───── PROVIDED DATA

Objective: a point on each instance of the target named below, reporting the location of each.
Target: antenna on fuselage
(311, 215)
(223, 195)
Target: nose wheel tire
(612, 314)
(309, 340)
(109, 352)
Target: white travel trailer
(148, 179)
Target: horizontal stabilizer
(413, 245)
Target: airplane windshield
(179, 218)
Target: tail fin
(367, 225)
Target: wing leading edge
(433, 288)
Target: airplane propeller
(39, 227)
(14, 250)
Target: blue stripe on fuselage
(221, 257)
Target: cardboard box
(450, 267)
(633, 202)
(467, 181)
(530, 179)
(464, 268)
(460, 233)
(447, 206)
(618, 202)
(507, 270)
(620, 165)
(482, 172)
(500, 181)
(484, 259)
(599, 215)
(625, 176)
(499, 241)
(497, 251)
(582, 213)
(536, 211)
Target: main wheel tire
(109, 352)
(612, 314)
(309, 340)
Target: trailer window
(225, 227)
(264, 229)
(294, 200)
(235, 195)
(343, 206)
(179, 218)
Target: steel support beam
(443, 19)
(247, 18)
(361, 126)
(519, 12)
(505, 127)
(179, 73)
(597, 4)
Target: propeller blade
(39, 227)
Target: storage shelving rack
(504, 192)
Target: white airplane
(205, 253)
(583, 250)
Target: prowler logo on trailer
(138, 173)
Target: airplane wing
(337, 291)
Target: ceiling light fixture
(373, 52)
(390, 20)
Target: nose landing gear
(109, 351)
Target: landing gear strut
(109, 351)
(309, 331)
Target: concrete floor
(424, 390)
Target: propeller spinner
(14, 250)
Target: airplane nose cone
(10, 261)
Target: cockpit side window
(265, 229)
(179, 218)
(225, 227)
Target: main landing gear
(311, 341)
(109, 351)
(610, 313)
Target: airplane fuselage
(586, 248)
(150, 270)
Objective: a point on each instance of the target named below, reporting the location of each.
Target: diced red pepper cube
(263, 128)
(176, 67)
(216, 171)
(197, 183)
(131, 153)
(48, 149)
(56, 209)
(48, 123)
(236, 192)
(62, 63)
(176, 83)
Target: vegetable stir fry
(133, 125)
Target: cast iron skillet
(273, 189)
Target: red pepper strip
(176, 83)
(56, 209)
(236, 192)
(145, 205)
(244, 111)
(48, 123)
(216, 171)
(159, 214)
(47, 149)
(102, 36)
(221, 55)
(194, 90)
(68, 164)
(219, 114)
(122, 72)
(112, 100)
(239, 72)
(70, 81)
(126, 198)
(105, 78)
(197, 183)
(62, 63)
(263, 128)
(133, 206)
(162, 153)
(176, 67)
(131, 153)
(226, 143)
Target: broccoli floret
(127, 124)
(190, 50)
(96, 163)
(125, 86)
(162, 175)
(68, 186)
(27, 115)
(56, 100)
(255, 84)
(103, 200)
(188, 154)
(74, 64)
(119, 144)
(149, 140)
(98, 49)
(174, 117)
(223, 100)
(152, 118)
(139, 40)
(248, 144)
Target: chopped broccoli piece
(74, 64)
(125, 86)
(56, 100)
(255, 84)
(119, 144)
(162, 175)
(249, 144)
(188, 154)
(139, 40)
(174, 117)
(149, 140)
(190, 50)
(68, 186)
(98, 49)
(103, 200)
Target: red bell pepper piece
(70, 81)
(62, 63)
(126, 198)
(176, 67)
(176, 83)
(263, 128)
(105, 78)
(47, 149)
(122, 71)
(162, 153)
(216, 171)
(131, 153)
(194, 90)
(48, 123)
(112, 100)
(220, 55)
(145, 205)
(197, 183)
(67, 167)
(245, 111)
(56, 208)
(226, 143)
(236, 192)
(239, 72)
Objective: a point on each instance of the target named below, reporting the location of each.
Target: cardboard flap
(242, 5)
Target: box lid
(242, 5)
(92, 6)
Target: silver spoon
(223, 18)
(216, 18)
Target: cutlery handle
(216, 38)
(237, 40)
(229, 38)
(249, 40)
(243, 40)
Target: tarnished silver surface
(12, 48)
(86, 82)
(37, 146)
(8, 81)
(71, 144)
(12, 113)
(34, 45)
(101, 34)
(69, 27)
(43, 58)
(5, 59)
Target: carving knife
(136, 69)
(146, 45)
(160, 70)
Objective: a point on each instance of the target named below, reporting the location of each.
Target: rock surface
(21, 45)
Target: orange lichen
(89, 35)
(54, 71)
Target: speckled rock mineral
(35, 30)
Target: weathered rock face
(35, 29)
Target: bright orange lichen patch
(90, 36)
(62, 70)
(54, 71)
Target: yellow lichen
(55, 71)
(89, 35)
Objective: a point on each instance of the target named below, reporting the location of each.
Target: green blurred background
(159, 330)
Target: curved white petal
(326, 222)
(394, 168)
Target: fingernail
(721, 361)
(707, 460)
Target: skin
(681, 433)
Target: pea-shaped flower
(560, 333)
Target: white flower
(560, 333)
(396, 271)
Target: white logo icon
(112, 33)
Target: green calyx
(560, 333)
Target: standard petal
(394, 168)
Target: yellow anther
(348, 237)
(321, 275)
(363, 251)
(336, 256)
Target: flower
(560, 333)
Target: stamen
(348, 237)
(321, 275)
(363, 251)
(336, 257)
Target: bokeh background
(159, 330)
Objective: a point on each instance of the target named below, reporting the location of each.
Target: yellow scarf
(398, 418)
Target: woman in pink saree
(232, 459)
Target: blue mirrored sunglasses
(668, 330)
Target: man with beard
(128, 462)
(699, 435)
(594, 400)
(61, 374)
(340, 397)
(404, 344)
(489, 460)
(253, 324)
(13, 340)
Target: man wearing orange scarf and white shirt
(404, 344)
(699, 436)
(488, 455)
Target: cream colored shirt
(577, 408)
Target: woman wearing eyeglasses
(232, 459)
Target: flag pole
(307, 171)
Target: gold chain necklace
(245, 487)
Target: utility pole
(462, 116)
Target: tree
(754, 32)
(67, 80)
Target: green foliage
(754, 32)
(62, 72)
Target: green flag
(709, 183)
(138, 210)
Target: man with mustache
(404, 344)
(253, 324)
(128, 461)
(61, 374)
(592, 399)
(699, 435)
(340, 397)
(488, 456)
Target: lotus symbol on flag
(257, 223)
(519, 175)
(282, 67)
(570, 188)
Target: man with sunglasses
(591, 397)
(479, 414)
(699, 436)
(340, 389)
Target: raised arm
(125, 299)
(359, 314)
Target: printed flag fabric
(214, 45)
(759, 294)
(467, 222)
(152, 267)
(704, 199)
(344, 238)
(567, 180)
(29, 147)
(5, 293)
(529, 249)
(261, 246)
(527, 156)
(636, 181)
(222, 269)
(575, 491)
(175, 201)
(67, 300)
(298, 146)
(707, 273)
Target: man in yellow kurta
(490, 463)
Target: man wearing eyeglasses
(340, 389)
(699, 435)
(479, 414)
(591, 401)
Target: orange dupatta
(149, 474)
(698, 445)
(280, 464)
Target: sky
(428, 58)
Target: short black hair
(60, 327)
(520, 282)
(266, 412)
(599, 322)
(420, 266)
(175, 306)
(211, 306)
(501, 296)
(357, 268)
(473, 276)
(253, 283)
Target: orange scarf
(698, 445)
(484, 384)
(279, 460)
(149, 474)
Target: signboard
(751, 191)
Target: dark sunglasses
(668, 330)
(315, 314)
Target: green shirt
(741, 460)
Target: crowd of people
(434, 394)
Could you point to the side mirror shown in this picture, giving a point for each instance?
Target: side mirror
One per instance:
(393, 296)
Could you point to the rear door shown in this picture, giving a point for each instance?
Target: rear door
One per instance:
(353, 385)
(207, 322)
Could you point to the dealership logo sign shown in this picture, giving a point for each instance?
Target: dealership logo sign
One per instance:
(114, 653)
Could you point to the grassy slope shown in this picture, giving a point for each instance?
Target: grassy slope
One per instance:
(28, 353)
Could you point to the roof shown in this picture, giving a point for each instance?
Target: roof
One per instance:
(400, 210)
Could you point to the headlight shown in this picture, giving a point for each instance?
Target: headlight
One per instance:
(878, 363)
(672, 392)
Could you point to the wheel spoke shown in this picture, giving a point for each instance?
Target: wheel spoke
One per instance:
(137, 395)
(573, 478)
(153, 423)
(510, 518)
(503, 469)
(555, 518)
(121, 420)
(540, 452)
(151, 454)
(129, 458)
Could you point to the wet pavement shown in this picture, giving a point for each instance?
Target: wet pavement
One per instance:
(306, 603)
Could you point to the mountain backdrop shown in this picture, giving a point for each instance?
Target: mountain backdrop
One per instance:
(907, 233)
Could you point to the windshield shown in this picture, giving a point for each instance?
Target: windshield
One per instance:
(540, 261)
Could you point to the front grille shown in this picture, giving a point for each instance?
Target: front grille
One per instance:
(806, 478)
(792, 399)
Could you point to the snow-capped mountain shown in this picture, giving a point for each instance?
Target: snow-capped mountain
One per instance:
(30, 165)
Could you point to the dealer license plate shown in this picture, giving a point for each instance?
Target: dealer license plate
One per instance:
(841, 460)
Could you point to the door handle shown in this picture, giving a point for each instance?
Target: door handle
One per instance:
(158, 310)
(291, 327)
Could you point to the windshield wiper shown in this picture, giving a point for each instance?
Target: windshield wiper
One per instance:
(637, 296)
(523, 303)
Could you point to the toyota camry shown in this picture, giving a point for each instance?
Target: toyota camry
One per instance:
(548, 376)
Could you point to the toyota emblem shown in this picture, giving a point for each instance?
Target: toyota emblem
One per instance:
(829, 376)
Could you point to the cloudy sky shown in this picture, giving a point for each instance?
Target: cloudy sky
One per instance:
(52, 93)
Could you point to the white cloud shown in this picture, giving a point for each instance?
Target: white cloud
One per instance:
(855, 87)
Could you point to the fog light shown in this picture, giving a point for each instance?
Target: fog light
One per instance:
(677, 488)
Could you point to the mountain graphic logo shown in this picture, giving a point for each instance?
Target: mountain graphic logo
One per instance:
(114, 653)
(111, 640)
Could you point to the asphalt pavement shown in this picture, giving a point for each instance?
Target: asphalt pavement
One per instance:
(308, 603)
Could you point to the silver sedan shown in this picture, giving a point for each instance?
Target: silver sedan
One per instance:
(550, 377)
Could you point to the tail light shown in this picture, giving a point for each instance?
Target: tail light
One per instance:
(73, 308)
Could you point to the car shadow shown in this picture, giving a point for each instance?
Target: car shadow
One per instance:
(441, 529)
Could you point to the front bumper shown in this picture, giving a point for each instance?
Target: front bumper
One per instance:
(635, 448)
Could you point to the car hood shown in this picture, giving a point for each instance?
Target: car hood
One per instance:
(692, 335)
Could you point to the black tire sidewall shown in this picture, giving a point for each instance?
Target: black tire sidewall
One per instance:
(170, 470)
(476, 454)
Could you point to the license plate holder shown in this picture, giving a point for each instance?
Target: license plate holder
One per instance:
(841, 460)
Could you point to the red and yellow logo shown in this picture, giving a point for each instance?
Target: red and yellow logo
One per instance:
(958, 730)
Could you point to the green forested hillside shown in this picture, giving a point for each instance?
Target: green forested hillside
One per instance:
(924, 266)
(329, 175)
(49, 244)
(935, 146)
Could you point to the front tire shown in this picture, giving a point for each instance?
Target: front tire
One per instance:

──────────

EXERCISE DETAILS
Only the lines from the one that contains "Could you point to the asphalt" to the end of the entries above should be given again, exactly and in full.

CORRECT RESULT
Could you point to the asphalt pavement shown in this picture, giving a point for each instance?
Target: asphalt pavement
One per instance:
(308, 603)
Could you point to the silver sedan shown in this picture, giving a point for each instance?
Target: silver sedan
One per instance:
(550, 377)
Could you point to the tail light shown in this picture, giving a point for each instance?
Target: tail light
One per instance:
(73, 308)
Could you point to the car shadow shown in this picture, giving a point for each instance?
Target: car shadow
One per instance:
(441, 529)
Could you point to the front bumper shown in this picture, giving a point for each instance?
Target: front bumper
One per instance:
(635, 448)
Could you point to the car hood shown in this picture, giving a point for each instance?
Target: car hood
One per instance:
(692, 335)
Could you point to the black tire sidewall shown in this picture, giving a point for each instance?
Target: black tire sidewall
One per instance:
(170, 470)
(476, 454)
Could you point to the license plate holder shown in this picture, giving a point for each instance?
Target: license plate holder
One per instance:
(841, 460)
Could you point to the red and yellow logo shown in this picture, giving a point for each instance?
Target: red and yellow logo
One per instance:
(958, 730)
Could you point to the green forested hillside shown in this picture, giving a point for each instance?
Target: green forested hillside
One per instance:
(924, 266)
(329, 175)
(49, 244)
(935, 146)
Could you point to the front tire shown in this picture, giving a point for each instance?
Target: front tire
One per instance:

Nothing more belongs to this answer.